INFORMATION SUPPLIED →
=== Begin Enclosure ===

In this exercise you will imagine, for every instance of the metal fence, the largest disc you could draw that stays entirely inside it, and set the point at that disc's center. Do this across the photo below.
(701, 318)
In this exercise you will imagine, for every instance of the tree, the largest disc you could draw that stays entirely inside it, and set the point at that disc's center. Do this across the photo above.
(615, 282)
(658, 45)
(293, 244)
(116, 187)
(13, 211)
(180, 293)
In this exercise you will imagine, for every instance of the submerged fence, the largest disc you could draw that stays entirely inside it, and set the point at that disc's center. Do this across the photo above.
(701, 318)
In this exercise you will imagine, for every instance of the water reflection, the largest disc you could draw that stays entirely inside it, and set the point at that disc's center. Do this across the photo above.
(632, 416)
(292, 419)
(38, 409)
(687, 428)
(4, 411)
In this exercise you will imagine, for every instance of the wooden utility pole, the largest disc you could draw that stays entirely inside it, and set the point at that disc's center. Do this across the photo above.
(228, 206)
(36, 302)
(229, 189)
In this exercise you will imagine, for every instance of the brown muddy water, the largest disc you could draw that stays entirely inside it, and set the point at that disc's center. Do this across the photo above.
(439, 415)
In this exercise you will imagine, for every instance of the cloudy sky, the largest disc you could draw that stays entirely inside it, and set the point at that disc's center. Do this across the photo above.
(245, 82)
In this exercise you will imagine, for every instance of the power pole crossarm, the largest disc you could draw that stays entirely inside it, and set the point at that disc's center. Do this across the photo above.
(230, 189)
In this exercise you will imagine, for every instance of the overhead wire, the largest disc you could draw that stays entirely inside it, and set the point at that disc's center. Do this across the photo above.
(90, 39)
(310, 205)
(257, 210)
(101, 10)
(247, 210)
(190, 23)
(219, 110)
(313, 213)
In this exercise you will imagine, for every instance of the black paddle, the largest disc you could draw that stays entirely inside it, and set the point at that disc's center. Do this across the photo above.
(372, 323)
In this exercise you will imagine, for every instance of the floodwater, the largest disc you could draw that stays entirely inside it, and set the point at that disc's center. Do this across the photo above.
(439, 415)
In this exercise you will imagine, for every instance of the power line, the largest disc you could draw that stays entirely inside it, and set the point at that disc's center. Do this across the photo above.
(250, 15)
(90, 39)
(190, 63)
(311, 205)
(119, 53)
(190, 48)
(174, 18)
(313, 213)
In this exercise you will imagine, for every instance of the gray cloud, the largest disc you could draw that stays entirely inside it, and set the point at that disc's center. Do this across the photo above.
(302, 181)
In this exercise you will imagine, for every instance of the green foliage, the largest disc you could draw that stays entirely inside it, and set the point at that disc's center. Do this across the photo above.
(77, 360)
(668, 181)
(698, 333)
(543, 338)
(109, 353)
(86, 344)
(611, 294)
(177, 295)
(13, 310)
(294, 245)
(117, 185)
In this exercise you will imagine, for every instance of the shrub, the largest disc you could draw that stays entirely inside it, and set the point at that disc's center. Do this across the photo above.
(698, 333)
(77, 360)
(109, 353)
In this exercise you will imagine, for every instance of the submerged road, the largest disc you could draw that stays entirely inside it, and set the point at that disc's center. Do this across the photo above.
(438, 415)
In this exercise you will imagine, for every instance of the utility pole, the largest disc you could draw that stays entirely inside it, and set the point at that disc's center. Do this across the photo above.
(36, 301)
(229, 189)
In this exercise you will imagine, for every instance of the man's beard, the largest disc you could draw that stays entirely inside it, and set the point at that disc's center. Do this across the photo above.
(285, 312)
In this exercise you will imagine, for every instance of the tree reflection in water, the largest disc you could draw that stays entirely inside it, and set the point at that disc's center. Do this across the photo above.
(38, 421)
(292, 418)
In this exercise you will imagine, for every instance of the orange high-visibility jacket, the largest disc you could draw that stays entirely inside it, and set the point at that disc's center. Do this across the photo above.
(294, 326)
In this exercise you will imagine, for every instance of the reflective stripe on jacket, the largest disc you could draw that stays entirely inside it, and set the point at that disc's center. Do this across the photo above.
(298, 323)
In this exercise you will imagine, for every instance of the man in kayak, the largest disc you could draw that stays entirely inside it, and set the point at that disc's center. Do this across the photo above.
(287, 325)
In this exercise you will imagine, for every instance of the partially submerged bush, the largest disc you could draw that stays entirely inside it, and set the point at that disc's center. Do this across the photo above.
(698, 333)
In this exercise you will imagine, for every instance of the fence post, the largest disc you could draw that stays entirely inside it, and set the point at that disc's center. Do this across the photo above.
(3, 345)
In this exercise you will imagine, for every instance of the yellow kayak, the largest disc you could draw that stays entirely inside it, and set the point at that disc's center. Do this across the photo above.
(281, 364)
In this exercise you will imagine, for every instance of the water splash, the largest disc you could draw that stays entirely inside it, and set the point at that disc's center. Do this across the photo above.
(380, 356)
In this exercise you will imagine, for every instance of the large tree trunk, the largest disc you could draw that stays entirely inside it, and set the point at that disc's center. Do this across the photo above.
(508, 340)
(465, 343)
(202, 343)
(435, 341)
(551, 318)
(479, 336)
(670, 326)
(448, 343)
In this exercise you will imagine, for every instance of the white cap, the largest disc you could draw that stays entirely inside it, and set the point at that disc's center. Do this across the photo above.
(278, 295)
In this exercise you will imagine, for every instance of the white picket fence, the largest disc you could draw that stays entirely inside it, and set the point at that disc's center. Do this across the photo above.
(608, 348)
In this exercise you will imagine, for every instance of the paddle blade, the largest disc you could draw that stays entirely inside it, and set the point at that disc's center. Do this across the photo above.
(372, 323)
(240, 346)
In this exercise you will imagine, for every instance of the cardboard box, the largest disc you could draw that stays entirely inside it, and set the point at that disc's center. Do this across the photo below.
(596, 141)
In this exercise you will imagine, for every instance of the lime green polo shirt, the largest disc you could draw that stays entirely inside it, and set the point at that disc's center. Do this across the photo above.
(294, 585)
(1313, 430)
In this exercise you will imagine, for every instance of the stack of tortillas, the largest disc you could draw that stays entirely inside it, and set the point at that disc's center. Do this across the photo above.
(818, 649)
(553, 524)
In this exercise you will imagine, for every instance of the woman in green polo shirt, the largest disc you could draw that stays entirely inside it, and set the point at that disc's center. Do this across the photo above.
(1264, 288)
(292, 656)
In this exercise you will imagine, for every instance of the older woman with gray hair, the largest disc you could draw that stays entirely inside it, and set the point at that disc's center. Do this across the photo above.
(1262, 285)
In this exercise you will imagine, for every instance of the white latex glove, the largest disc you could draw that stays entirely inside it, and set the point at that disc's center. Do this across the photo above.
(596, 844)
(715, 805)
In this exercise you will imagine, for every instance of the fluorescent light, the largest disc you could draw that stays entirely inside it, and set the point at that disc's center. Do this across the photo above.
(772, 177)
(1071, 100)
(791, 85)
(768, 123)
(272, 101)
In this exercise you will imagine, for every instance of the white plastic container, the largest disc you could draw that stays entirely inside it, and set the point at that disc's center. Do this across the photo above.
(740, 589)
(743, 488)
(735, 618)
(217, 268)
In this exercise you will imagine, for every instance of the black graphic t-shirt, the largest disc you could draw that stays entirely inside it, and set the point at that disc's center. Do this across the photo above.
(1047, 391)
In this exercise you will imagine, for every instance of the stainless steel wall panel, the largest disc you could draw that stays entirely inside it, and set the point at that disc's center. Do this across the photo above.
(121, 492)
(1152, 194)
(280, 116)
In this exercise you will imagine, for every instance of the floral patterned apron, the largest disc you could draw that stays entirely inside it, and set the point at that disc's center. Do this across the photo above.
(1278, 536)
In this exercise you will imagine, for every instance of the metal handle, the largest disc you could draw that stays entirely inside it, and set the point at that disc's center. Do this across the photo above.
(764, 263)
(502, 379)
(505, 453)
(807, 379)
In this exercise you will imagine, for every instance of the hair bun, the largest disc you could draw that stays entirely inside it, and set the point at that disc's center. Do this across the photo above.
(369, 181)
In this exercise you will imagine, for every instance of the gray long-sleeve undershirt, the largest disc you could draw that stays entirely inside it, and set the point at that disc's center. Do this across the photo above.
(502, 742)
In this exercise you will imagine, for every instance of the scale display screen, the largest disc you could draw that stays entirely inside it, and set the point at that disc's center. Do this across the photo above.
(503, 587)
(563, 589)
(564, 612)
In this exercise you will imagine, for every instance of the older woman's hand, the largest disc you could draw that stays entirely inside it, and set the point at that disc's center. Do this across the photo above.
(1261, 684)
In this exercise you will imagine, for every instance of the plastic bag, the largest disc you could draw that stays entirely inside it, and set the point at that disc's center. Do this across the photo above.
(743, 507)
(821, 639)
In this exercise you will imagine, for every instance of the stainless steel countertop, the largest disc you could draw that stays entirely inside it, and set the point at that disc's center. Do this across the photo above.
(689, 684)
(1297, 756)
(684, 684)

=== End Enclosure ===

ASSIGNMENT → The lines to quote run from the one containing "of the plastic" through the final line of the material above; please give them exactly, both ends included, and nothing else.

ANSWER TO THIS PROBLEM →
In this exercise you will imagine, for every instance of the plastic bag, the largest disc you could draw that stays entirely inside it, and set the point at that disc's center. Do this across the photo above.
(743, 507)
(821, 639)
In this exercise you will imagine, for every instance of the stainless steel countertop, the largest disc you could draw that stays entirely inside it, and set the point at that disc's center. Do this across the photo above.
(689, 684)
(1297, 756)
(684, 684)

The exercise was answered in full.